(Position annotation records)
____
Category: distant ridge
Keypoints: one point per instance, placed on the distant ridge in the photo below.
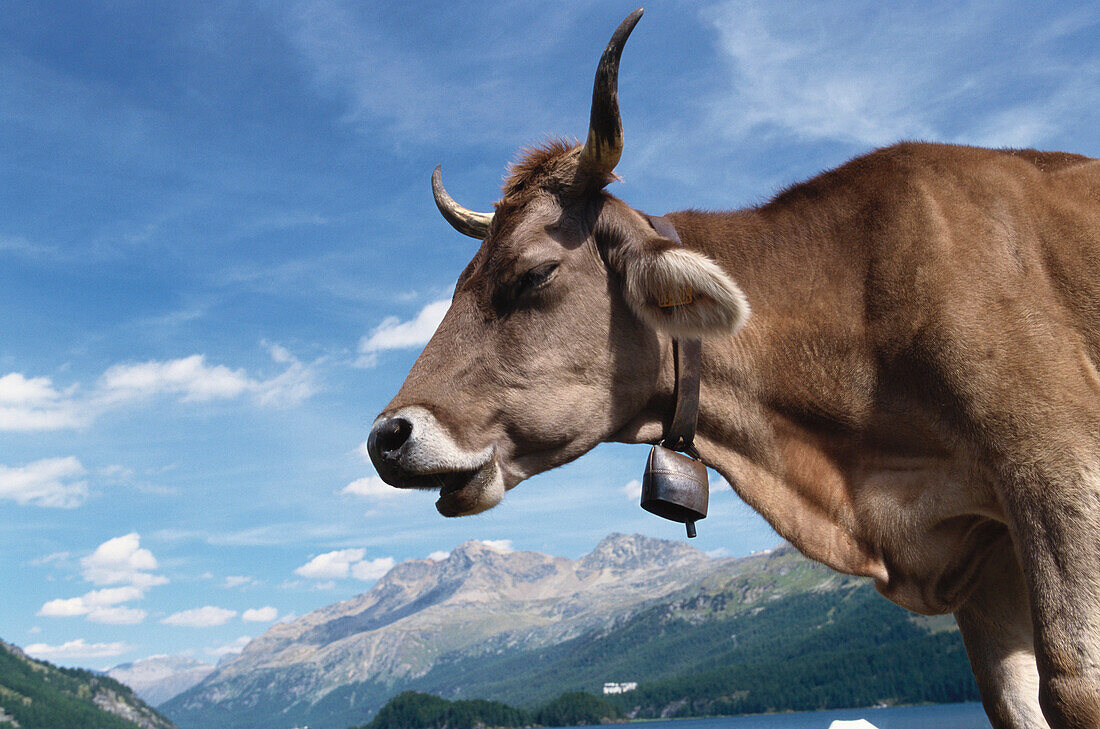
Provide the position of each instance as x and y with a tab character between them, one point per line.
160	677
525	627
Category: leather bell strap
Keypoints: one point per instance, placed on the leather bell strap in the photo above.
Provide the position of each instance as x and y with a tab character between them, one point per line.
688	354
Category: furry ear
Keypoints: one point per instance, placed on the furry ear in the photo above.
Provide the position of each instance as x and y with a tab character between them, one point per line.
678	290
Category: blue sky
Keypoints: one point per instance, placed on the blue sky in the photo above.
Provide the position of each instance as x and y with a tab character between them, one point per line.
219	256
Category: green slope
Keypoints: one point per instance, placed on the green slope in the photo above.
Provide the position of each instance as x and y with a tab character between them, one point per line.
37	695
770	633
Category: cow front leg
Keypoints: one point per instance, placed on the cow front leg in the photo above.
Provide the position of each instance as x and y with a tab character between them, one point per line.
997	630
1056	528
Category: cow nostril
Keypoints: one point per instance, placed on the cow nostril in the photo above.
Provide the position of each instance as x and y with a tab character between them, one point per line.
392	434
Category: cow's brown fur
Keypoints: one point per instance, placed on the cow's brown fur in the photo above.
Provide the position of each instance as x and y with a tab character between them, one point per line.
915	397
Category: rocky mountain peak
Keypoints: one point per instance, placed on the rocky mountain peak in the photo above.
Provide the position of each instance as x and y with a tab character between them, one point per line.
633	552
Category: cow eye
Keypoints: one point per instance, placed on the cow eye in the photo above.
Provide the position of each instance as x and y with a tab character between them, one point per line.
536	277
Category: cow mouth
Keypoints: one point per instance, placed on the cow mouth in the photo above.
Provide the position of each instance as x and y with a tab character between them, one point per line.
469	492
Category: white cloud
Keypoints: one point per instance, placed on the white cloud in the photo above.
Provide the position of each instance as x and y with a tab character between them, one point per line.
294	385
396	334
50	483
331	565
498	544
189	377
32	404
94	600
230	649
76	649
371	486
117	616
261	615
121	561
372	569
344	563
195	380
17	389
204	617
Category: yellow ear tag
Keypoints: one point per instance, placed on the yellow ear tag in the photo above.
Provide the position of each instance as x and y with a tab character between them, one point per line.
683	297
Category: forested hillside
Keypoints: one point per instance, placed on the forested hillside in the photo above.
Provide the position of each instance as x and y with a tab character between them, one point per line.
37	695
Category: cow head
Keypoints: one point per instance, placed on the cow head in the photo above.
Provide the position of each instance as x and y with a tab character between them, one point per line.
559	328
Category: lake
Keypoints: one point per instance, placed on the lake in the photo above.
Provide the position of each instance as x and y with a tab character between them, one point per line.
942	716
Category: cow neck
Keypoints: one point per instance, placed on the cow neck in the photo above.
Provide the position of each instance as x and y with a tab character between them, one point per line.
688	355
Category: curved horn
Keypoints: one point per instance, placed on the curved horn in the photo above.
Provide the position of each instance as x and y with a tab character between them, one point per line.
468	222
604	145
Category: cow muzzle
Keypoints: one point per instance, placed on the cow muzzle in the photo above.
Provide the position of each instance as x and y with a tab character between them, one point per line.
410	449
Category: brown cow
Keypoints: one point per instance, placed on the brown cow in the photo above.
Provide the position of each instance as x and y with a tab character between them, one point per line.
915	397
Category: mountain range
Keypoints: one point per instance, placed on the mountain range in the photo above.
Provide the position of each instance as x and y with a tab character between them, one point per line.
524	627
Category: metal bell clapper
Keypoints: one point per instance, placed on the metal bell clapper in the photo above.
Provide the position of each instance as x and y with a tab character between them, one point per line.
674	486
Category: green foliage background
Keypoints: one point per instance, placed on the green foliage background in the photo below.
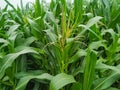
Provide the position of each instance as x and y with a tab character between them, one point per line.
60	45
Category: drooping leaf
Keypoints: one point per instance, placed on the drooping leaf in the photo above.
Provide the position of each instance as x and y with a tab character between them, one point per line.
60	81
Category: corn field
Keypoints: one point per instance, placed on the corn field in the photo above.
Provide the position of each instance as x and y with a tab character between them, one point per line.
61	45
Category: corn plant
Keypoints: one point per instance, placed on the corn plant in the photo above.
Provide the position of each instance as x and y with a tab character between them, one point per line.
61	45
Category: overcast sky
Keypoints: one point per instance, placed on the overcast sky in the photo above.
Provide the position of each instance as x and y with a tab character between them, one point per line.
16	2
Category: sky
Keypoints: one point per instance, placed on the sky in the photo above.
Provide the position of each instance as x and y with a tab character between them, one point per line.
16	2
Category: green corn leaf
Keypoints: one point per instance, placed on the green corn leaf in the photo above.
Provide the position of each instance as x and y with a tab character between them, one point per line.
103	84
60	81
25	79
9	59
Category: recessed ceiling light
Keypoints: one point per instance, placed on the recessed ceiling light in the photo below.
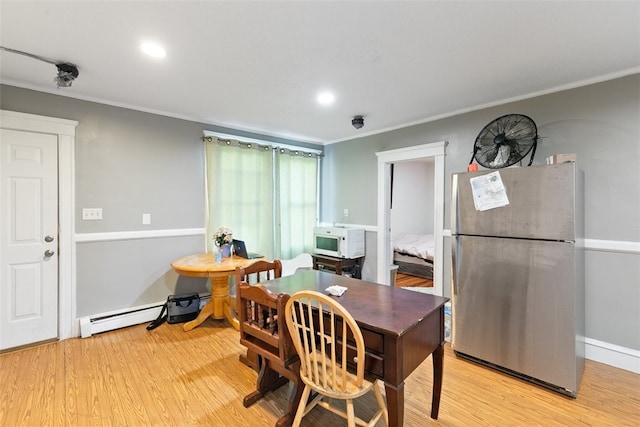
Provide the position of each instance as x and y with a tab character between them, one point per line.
____
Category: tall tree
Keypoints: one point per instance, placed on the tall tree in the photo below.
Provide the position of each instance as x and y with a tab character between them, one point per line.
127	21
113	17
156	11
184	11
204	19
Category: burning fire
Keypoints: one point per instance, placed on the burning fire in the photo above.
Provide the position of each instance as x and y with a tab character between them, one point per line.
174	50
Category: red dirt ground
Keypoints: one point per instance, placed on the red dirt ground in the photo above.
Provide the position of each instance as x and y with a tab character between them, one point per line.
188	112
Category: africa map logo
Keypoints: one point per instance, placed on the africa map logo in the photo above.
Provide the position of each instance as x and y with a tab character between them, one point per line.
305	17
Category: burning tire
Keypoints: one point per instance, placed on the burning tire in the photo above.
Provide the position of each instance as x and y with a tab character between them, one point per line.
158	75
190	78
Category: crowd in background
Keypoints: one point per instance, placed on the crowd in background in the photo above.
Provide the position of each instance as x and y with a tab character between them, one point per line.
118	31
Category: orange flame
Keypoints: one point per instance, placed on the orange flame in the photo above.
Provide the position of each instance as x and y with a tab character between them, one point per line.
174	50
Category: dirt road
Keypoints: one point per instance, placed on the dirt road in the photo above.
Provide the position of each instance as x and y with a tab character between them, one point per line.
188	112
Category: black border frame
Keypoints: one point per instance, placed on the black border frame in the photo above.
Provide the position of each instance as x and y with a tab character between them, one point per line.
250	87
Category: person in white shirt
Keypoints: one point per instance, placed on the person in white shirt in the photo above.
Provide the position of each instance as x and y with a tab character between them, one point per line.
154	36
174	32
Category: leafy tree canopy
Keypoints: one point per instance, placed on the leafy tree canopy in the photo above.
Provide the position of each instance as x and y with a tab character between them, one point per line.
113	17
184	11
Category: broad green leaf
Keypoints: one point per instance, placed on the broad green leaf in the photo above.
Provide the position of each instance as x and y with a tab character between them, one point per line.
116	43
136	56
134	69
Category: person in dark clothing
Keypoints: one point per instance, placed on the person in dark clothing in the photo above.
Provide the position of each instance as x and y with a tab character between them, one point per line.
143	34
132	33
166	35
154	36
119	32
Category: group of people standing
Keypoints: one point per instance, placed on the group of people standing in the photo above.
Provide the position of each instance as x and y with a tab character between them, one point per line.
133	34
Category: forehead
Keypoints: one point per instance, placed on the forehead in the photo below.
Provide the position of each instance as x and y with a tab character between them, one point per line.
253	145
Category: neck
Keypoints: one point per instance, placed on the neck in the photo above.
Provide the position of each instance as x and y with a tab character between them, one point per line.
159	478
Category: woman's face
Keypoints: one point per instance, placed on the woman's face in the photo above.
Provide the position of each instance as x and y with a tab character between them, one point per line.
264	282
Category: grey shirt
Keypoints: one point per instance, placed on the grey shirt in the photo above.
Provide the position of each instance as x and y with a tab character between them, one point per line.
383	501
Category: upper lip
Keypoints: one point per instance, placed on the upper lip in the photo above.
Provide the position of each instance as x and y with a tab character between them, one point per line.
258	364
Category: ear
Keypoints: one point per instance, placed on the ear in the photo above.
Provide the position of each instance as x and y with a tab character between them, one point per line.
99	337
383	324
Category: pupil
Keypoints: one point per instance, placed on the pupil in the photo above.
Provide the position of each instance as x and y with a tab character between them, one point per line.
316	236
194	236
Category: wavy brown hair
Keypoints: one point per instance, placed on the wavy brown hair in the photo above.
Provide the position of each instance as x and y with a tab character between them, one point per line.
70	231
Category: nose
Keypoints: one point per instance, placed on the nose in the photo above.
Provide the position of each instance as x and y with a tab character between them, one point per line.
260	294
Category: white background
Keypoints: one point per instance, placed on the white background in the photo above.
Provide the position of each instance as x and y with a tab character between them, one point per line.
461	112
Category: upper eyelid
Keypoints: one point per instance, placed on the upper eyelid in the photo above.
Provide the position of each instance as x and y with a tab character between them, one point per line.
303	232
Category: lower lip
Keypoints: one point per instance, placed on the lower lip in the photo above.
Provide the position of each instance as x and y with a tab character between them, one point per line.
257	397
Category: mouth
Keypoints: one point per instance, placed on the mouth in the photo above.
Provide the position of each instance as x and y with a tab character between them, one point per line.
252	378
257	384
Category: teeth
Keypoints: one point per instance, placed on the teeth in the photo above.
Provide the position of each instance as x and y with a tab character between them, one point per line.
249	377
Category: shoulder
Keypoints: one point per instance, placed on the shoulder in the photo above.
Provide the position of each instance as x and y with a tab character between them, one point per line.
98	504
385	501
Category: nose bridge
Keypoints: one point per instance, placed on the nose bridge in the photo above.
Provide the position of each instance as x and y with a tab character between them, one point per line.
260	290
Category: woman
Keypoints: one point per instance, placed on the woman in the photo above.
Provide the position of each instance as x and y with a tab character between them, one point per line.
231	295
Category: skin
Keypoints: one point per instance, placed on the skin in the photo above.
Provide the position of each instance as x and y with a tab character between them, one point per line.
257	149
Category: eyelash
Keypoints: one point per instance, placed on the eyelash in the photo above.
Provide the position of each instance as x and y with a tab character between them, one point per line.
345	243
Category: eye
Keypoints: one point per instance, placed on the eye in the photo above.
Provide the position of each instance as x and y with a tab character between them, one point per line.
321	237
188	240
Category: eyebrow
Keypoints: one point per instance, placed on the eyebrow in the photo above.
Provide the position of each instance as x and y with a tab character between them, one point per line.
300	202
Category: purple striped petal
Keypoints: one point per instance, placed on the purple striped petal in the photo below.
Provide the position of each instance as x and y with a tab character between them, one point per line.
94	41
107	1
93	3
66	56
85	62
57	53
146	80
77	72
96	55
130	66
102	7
____
- [Work to complete]:
Count the lines in the items above that contain the word "grey", and give only that number.

- [Final result]:
2